EXEGETICAL AND CRITICAL

HARMONY.—According to Mark and Luke, the raising of Jairus’ daughter follows immediately after the return of Jesus from the land of the Gadarenes. According to Matthew, on the other hand, this raising immediately preceded the healing of the paralytic and the calling of Matthew to the apostleship. It appears to us that the former arrangement deserves the preference (similarly Wieseler, a. o.). The words of Matthew, Luke 8:18, ταῦτα αὐτοῦ λαλοῦντος αὐτοῖς, seem occasionally to be rather a standing formula to adapt one narrative to another, than a diplomatically exact indication of the actual state of the case. Matt. 8:9 and 9. bear rather a chrestomathic than a strictly chronological character, while the arrangement in Mark and Luke is much more natural and simple. The opposite view is represented by Olshausen, Lange, Stier. We believe that one must lose himself in a sea of insurmountable difficulties, if he makes Matt. 9:18–26 follow immediately upon Luke 8:1–17.

Luke 8:40. The people gladly received Him.—According to the concurrent accounts of Mark and Luke, the people wait upon the shore for the Saviour while He was returning from the land of the Gadarenes. It appears as if the throngs that had streamed together, also interested themselves for the fate of Jairus. Respecting his office as president of the synagogue, see LANGE on Matt. 9:18.

Luke 8:41. And he fell down at Jesus’ feet.—A revelation of the life of faith in the president of a synagogue certainly not too friendly to Jesus, of no mean significance. By distress he also was impelled to Jesus, although it could not previously be observed that the healing in the synagogue at Capernaum (Luke 4:31–44), the miracle upon the paralytic (Luke 5:12–26), or that on the servant of the centurion at Capernaum (Luke 7:1–10) had made upon this ruler a decisive impression. But now when he is himself in need he without doubt calls to mind all this, and derives therefrom boldness to come with his own sorrow to Jesus.

□ □ □ □ □

> _Set problem A_: Transcribe the passage of the commentary on Jairus' daughter starting with "Luke 8:40. The" and going on through "on Matt. 9:18.".

□ □ □ □ □

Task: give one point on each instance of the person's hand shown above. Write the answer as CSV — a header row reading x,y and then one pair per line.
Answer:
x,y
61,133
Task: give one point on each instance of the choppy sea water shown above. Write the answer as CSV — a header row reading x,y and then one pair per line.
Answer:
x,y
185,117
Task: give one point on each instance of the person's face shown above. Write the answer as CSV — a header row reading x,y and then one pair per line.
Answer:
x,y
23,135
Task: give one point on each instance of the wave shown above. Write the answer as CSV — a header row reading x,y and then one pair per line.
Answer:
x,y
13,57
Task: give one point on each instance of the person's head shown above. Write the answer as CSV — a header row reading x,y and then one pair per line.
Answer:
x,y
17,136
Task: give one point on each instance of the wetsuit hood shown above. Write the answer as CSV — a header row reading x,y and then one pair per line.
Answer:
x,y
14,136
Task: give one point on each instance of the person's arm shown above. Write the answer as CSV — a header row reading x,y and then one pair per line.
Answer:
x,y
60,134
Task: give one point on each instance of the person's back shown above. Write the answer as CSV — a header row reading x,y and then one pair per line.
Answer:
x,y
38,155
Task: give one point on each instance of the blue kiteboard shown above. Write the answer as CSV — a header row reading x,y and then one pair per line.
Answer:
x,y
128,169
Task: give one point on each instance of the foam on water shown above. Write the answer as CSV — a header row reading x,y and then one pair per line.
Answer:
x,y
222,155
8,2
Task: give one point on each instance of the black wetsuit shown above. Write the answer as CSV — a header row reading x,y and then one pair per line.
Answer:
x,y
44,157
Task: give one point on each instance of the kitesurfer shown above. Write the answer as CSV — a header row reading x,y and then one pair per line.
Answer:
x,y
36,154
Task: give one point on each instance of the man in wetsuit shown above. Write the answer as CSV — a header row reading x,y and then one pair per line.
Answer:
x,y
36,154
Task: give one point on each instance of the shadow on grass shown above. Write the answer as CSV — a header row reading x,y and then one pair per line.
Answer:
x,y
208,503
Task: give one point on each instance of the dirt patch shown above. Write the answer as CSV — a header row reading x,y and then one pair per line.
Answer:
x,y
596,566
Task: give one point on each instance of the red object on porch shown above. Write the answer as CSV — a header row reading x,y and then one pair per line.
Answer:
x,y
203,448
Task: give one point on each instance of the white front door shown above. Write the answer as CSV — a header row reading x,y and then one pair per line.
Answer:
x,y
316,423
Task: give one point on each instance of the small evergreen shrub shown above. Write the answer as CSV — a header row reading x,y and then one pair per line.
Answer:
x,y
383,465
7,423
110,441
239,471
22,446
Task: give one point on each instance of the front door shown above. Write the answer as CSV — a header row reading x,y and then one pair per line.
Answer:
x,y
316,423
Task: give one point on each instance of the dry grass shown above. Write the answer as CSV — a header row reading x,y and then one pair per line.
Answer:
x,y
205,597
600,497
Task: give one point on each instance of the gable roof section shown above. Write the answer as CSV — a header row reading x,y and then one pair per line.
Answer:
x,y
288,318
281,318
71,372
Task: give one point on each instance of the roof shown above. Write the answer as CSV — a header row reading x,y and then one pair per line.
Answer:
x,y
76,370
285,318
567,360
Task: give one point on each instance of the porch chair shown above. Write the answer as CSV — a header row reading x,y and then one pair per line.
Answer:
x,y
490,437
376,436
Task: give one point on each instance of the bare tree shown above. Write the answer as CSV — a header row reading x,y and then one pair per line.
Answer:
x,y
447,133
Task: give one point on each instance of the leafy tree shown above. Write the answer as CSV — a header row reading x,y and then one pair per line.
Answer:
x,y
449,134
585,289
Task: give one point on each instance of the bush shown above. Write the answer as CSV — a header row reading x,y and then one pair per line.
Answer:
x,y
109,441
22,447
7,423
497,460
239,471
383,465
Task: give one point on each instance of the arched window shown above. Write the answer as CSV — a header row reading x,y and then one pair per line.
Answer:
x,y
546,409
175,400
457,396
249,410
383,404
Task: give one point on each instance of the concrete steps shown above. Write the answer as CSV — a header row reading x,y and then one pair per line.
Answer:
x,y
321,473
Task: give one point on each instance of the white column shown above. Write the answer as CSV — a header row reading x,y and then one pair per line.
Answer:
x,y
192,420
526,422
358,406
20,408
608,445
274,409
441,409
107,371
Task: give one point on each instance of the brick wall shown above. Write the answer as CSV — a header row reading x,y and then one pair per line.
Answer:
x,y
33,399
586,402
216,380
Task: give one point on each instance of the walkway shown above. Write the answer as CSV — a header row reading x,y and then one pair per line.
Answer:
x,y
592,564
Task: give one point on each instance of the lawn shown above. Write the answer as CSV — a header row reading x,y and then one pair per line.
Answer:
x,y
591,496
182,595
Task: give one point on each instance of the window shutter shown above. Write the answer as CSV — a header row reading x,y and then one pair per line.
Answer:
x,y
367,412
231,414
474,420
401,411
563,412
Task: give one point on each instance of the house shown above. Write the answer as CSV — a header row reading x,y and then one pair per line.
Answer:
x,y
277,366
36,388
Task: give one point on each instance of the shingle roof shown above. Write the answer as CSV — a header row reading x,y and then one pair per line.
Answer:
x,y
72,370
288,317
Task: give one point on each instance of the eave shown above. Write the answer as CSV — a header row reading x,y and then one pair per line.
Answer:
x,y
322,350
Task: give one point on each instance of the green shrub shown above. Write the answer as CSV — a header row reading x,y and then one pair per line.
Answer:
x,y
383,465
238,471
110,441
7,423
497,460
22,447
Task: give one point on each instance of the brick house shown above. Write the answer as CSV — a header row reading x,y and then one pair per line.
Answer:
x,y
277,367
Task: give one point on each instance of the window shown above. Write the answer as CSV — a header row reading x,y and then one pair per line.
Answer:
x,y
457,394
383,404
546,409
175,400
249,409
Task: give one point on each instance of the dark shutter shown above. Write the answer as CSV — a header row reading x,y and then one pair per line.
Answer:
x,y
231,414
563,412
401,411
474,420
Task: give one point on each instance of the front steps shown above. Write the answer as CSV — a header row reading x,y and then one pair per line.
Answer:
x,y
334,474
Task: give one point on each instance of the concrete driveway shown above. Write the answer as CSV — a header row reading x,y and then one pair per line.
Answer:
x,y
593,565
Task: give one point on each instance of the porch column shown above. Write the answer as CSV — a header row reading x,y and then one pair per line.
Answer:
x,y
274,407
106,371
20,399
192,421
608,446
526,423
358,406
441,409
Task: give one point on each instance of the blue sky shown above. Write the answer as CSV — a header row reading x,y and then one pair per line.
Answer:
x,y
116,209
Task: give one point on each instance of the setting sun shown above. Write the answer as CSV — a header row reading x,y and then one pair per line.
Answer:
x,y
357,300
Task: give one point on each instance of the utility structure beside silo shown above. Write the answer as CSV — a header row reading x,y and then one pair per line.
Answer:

□ □ □ □ □

> _Set problem B_: Extract every line of the entries that contains the string "shutter", treating uppercase and lowercase as different.

> _Full answer A_:
Luke 8:40. The people gladly received Him.—According to the concurrent accounts of Mark and Luke, the people wait upon the shore for the Saviour while He was returning from the land of the Gadarenes. It appears as if the throngs that had streamed together, also interested themselves for the fate of Jairus. Respecting his office as president of the synagogue, see LANGE on Matt. 9:18.

> _Full answer B_:
Task: give one point on each instance of the window shutter shown above. Write the answer as CSV — a header row reading x,y and then one pair per line.
Task: give one point on each instance of the dark shutter shown above. Write the answer as CSV — a header row reading x,y and then one pair per line.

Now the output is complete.